(Task prompt) Could you write out each entry exactly as it reads?

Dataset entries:
******************************
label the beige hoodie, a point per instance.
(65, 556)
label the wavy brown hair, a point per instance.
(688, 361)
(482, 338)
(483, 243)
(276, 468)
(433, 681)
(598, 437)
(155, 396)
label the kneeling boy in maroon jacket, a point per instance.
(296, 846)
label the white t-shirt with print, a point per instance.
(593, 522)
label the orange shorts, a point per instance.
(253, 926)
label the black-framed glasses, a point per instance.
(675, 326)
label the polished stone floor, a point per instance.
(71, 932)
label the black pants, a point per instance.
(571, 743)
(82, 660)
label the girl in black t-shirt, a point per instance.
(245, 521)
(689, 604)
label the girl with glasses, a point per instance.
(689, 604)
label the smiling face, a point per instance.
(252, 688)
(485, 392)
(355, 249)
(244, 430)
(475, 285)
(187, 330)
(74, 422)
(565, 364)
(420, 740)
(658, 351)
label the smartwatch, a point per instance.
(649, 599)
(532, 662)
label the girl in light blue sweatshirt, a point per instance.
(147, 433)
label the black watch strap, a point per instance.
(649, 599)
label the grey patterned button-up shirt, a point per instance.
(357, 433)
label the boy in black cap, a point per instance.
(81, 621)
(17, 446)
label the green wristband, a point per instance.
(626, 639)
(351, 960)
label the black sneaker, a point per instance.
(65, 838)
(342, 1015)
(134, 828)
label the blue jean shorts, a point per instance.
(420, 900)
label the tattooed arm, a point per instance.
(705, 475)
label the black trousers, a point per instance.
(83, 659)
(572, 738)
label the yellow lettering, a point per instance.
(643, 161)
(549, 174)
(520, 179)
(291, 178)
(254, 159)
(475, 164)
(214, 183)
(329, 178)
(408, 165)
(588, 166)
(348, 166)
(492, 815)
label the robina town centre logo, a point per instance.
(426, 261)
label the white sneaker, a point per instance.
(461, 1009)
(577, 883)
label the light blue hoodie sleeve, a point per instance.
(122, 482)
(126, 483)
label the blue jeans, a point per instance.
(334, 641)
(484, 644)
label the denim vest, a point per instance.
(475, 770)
******************************
(Exercise solution)
label the beige hoodie, a point per instance.
(65, 556)
label the wavy brown hair, a point per instance.
(688, 361)
(482, 338)
(483, 243)
(276, 468)
(433, 681)
(598, 437)
(155, 396)
label the kneeling boy in maroon jacket, a point per instance.
(296, 846)
label the white t-shirt with print, a point per instance.
(593, 522)
label the orange shorts, a point per instance.
(253, 926)
label the black-framed glasses, a point per instance.
(675, 326)
label the polished stone floor, a point per instance.
(71, 932)
label the black pants, a point per instance.
(571, 743)
(82, 660)
label the girl in black t-shirt, a point per instance.
(245, 521)
(689, 604)
label the girl with glasses, a point per instance.
(689, 604)
label the smiling face, a point per instance.
(252, 688)
(485, 392)
(355, 249)
(244, 430)
(475, 285)
(187, 330)
(74, 422)
(565, 364)
(420, 740)
(658, 351)
label the smartwatch, a point per instance.
(649, 599)
(532, 662)
label the girl in light blue sweatshirt, a point per instance.
(147, 433)
label the black watch strap, a point per instance.
(649, 599)
label the grey patterned button-up shirt, a point per instance.
(357, 433)
label the boy in black cap, a point per instance.
(81, 621)
(17, 446)
label the green wristband, a point per instance.
(626, 639)
(351, 960)
label the black sneaker, a point per instance.
(65, 838)
(342, 1015)
(134, 828)
label the blue jean shorts, a point per instance.
(420, 900)
label the tattooed arm, a point per instance.
(705, 475)
label the black trousers, a point per instance.
(83, 659)
(572, 738)
label the yellow lettering, a point per instance.
(643, 161)
(549, 174)
(520, 179)
(291, 178)
(254, 159)
(475, 164)
(214, 183)
(329, 178)
(408, 165)
(588, 166)
(348, 166)
(492, 815)
label the robina town centre logo, a point per instance.
(426, 261)
label the white sneaker, a point per instance.
(461, 1009)
(577, 883)
label the light blue hoodie sleeve, a point per instance.
(122, 482)
(126, 483)
label the blue jeans, a point per instance.
(334, 641)
(484, 644)
label the denim vest, a point per instance.
(475, 770)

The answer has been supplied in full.